▼
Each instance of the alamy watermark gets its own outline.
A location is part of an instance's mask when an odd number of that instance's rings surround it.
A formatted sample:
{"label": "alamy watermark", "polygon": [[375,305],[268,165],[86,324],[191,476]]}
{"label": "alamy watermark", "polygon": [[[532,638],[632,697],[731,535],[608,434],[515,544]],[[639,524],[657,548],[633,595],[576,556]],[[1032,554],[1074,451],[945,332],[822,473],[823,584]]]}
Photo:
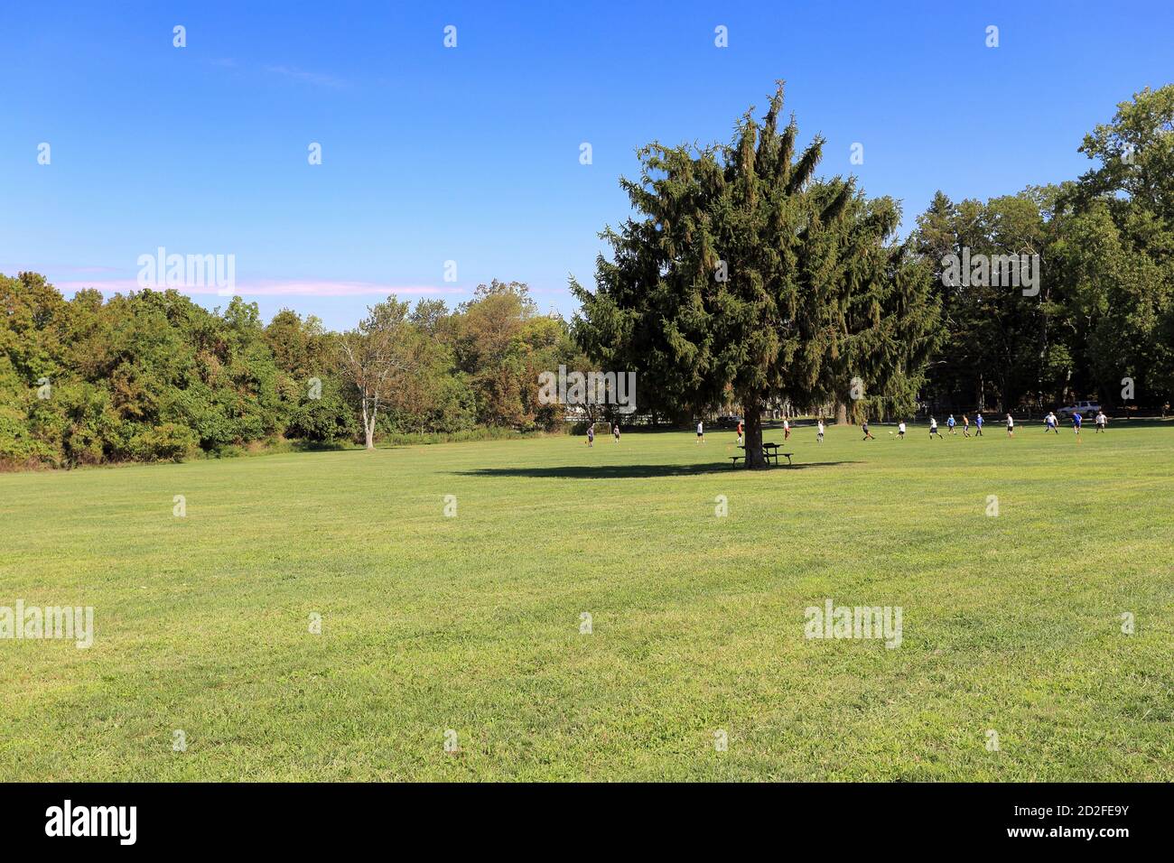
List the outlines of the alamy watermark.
▲
◆ **Work to complete**: Turn the material above into a Markdown table with the columns Row and Line, one numbered row for each non-blank line. Leave out the pictures.

◆ **Answer**:
| Row | Line |
|---|---|
| 1 | Each instance of the alamy watermark gets its own outline. |
| 2 | A location is part of an instance's mask when an odd number of that instance's rings surround it. |
| 3 | A formatted sample: |
| 4 | {"label": "alamy watermark", "polygon": [[375,305],[268,165],[86,324],[191,476]]} |
| 5 | {"label": "alamy watermark", "polygon": [[[532,638],[632,697],[731,535],[608,434],[515,544]],[[639,524],[657,548],[633,595],[576,556]],[[1032,554],[1074,451],[945,332],[822,473],[823,584]]]} |
| 6 | Photo: |
| 7 | List the outlines of the alamy watermark. |